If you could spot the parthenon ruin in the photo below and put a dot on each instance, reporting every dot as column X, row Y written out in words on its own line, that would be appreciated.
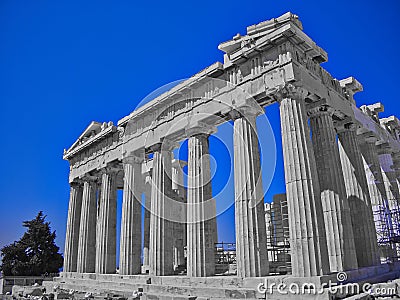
column 341, row 163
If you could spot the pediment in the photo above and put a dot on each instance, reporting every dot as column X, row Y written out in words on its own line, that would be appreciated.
column 92, row 132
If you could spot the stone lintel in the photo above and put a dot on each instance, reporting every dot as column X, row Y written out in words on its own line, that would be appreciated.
column 200, row 128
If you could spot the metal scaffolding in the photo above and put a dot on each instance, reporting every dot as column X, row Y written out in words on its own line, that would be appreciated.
column 278, row 247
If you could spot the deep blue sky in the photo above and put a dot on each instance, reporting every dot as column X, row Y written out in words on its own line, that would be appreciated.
column 65, row 63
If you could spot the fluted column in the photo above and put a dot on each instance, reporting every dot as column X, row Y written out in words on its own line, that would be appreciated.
column 380, row 207
column 358, row 197
column 391, row 187
column 251, row 240
column 106, row 242
column 200, row 235
column 131, row 221
column 87, row 233
column 73, row 223
column 336, row 210
column 306, row 223
column 146, row 237
column 179, row 213
column 161, row 239
column 389, row 176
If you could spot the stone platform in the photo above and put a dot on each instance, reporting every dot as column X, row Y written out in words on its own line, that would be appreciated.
column 216, row 287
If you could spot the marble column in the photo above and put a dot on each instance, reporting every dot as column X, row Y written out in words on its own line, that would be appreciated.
column 106, row 242
column 146, row 230
column 73, row 223
column 358, row 197
column 376, row 186
column 87, row 233
column 179, row 213
column 251, row 239
column 131, row 221
column 309, row 253
column 161, row 227
column 389, row 176
column 336, row 210
column 391, row 187
column 200, row 235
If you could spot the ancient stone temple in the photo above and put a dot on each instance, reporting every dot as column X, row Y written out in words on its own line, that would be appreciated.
column 341, row 163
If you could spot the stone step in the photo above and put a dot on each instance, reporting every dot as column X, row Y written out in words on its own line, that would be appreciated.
column 127, row 288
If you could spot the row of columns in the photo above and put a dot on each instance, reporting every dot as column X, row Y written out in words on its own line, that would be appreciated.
column 330, row 211
column 95, row 249
column 330, row 201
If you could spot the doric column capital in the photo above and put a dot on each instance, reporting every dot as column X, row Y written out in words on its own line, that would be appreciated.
column 89, row 178
column 346, row 127
column 200, row 128
column 367, row 137
column 136, row 157
column 383, row 147
column 164, row 145
column 320, row 110
column 290, row 91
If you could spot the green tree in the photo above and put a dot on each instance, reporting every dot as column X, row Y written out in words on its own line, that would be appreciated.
column 35, row 253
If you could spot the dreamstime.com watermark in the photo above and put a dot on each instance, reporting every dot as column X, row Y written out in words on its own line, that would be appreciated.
column 340, row 287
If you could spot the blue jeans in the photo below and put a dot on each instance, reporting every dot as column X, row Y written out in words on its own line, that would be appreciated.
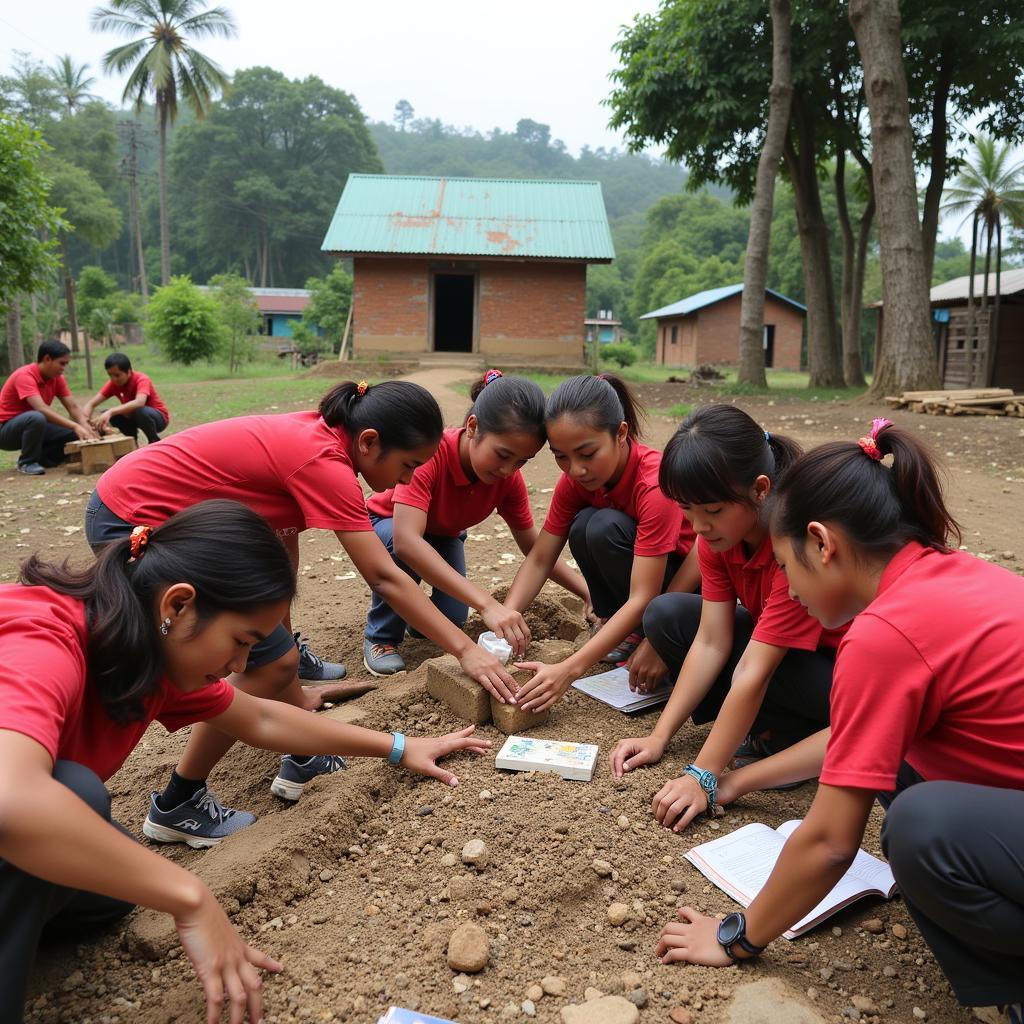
column 384, row 625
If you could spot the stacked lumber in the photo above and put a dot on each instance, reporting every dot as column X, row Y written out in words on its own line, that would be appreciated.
column 963, row 401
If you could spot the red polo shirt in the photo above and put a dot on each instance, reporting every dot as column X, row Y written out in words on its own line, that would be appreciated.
column 662, row 527
column 453, row 502
column 136, row 384
column 25, row 382
column 46, row 693
column 764, row 591
column 293, row 469
column 932, row 672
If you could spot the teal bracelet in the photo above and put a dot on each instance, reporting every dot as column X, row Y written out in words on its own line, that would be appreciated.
column 708, row 782
column 397, row 749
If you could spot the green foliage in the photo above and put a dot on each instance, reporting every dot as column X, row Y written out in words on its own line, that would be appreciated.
column 184, row 322
column 29, row 224
column 240, row 318
column 623, row 353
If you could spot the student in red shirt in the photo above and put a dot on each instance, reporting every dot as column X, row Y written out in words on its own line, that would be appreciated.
column 90, row 657
column 298, row 470
column 27, row 420
column 423, row 523
column 760, row 670
column 928, row 700
column 139, row 409
column 630, row 542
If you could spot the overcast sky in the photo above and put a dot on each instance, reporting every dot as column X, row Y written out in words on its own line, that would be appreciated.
column 469, row 62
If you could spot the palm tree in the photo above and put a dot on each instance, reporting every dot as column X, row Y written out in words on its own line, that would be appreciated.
column 161, row 61
column 72, row 83
column 988, row 188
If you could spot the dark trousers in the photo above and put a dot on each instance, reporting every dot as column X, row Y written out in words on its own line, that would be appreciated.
column 957, row 854
column 145, row 419
column 602, row 542
column 796, row 704
column 28, row 904
column 39, row 439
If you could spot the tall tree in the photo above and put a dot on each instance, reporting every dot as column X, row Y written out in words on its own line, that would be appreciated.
column 72, row 83
column 163, row 62
column 752, row 311
column 907, row 360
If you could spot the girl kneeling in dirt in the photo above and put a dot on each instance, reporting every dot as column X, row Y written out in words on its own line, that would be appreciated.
column 298, row 470
column 630, row 542
column 90, row 658
column 761, row 669
column 423, row 523
column 928, row 712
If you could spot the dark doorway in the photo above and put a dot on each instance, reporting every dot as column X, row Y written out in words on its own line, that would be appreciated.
column 769, row 342
column 454, row 312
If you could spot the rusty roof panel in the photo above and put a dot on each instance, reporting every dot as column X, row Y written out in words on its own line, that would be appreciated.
column 414, row 215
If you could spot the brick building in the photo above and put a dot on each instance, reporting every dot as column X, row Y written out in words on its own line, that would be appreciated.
column 705, row 328
column 479, row 265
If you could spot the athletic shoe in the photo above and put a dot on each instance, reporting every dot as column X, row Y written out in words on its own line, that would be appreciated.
column 314, row 669
column 382, row 658
column 625, row 649
column 294, row 773
column 200, row 822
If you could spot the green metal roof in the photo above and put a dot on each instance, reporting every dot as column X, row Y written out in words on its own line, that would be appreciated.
column 413, row 215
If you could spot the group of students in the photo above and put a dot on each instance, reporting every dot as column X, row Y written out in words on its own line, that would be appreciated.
column 798, row 600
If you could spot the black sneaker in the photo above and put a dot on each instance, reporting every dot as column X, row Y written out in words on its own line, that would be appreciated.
column 201, row 821
column 313, row 668
column 294, row 774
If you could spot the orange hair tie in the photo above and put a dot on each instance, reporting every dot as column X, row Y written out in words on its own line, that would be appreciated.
column 139, row 542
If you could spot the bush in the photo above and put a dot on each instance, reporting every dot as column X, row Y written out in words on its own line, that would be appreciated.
column 624, row 353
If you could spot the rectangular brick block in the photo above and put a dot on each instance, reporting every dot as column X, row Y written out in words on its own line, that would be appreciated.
column 448, row 683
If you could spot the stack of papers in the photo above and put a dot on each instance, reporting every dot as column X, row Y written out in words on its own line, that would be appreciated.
column 574, row 761
column 612, row 688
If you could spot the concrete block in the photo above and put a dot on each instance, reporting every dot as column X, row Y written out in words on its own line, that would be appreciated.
column 466, row 697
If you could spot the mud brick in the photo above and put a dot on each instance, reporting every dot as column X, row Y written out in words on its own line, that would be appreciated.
column 448, row 683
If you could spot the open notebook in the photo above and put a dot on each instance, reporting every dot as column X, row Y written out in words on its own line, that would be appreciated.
column 740, row 862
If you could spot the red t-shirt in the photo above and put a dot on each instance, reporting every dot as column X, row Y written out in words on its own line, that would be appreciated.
column 136, row 384
column 293, row 469
column 25, row 382
column 932, row 672
column 454, row 503
column 764, row 591
column 46, row 693
column 662, row 527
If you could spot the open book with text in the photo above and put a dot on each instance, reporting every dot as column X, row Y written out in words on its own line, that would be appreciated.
column 740, row 862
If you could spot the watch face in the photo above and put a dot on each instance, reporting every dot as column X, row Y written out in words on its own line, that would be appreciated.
column 731, row 929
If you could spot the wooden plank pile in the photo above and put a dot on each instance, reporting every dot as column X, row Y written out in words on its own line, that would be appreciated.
column 968, row 401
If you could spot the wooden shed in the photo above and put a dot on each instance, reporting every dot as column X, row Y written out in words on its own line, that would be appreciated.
column 705, row 328
column 488, row 266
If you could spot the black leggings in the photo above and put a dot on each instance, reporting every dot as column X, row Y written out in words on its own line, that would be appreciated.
column 796, row 704
column 28, row 904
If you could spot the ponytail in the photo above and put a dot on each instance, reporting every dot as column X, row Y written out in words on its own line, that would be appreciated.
column 716, row 455
column 225, row 551
column 507, row 406
column 604, row 401
column 404, row 415
column 880, row 507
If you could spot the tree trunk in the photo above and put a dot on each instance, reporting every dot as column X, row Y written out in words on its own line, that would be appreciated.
column 907, row 360
column 15, row 347
column 165, row 232
column 752, row 310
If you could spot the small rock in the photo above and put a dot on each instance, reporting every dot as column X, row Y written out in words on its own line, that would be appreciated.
column 469, row 948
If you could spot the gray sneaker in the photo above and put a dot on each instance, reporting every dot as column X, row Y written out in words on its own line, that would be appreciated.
column 382, row 658
column 295, row 772
column 201, row 821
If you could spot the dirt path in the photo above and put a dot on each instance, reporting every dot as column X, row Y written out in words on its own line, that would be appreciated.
column 358, row 887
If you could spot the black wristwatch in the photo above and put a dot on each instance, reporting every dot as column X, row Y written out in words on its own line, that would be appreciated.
column 732, row 932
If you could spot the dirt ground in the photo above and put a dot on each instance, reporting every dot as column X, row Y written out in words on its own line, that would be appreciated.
column 357, row 888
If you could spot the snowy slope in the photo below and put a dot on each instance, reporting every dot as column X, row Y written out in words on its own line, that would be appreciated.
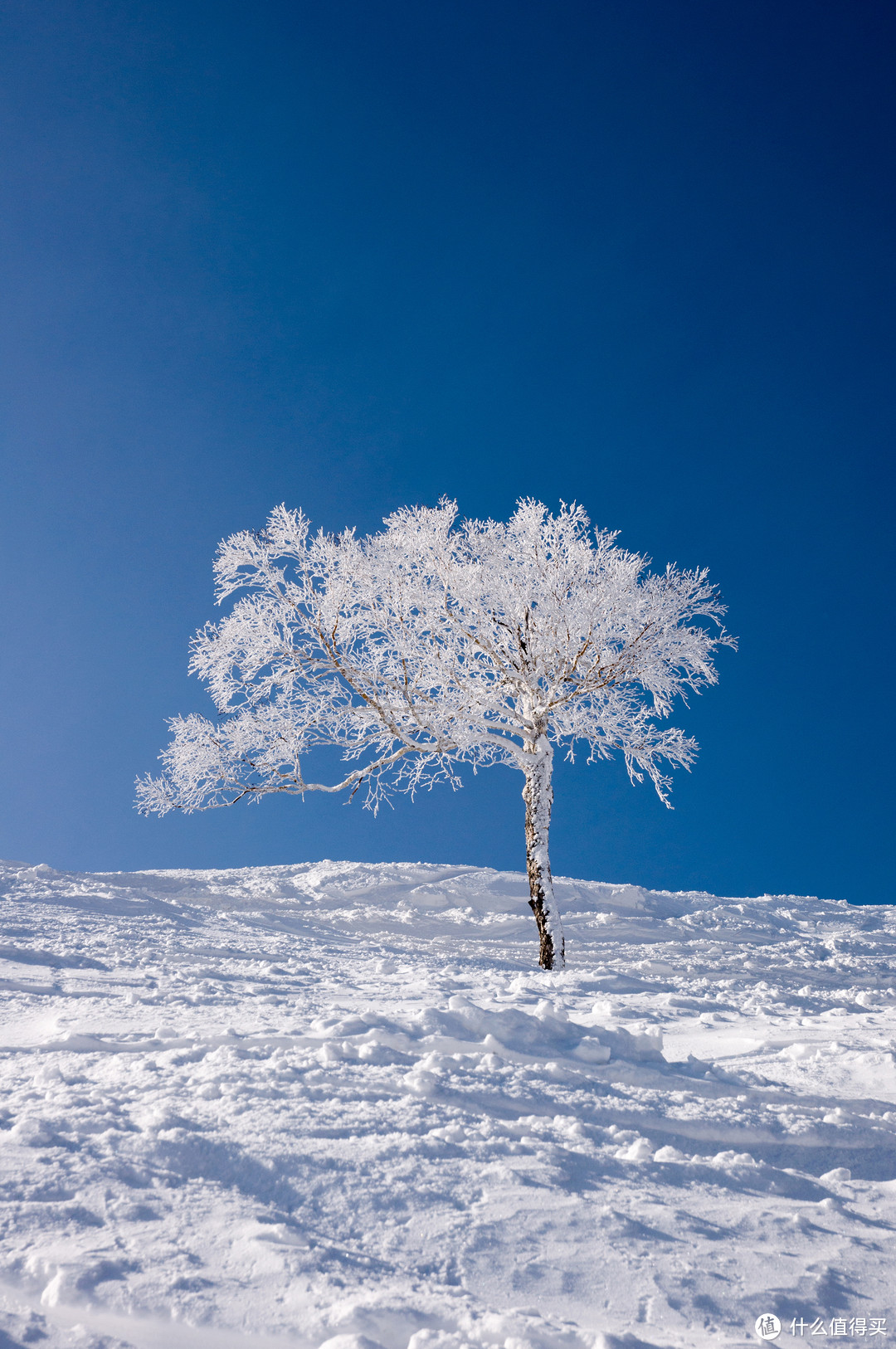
column 339, row 1103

Set problem
Format the lines of the records that begin at the line containing "If you could spot the row" and continue through the line containing "column 330, row 201" as a JSON list of strings. Give one string per line and leave out any blank lines.

Answer to the exercise
[
  "If you could spot the row of columns in the photo above and put a dot on each instance, reporting every dot as column X, row Y written out in words on its own line, that would be appreciated.",
  "column 330, row 211",
  "column 95, row 249",
  "column 330, row 201"
]